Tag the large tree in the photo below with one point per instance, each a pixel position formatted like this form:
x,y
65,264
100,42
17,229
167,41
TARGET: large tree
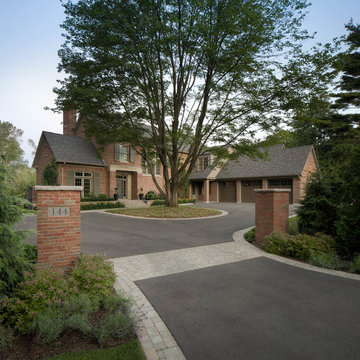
x,y
175,75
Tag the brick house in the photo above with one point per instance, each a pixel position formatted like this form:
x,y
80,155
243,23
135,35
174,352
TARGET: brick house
x,y
119,168
237,180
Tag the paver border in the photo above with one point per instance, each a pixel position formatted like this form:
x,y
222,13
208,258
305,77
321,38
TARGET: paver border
x,y
223,213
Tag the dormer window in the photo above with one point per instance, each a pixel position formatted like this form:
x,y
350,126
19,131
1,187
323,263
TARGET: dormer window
x,y
202,163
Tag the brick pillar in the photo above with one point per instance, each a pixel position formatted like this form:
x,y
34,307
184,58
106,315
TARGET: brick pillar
x,y
112,183
206,190
271,212
58,225
238,191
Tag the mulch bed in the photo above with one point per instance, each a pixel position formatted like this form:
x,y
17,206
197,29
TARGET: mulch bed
x,y
27,348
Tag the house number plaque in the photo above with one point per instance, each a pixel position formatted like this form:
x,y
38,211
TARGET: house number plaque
x,y
59,211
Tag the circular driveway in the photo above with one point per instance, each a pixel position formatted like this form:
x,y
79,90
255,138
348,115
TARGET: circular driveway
x,y
118,236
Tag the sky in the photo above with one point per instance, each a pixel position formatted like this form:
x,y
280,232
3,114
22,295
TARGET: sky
x,y
30,37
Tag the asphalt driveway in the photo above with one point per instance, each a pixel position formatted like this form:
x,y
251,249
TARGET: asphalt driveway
x,y
118,236
259,309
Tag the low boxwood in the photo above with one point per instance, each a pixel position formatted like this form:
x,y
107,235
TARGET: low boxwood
x,y
102,205
300,246
250,236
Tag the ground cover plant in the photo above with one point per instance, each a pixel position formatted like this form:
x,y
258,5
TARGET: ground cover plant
x,y
93,197
69,312
180,201
168,212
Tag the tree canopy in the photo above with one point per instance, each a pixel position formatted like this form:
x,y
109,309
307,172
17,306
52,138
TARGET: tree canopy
x,y
173,76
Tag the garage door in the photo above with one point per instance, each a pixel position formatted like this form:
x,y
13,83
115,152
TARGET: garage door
x,y
227,191
281,184
247,189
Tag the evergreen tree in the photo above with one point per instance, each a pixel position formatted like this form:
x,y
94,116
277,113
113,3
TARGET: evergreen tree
x,y
50,174
12,252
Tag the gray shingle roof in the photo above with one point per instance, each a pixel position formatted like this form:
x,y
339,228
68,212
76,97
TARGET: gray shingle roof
x,y
73,149
280,162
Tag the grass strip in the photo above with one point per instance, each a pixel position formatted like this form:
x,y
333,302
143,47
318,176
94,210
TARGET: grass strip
x,y
162,212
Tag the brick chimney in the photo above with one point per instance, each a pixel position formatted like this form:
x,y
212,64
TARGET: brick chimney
x,y
69,121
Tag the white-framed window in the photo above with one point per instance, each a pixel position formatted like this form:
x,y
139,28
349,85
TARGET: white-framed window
x,y
146,169
202,163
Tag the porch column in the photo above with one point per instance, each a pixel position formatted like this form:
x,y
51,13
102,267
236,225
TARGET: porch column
x,y
271,212
112,183
206,191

□ □ □

▸ **What to do**
In the records above, find the line containing "TARGET: brick chimney" and print it and every later line exactly, through the last one.

▸ **Response area**
TARGET: brick chimney
x,y
69,121
Tag the white-framed window in the photo above with one point per instance, each a pixel position formatted like this form:
x,y
139,28
349,85
TARGET: white-framed window
x,y
146,169
202,163
Tag the porch column in the photo above with one point per instance, each a pixel position formatted like this form:
x,y
51,13
102,267
236,225
TARGET: porch column
x,y
271,212
112,183
206,191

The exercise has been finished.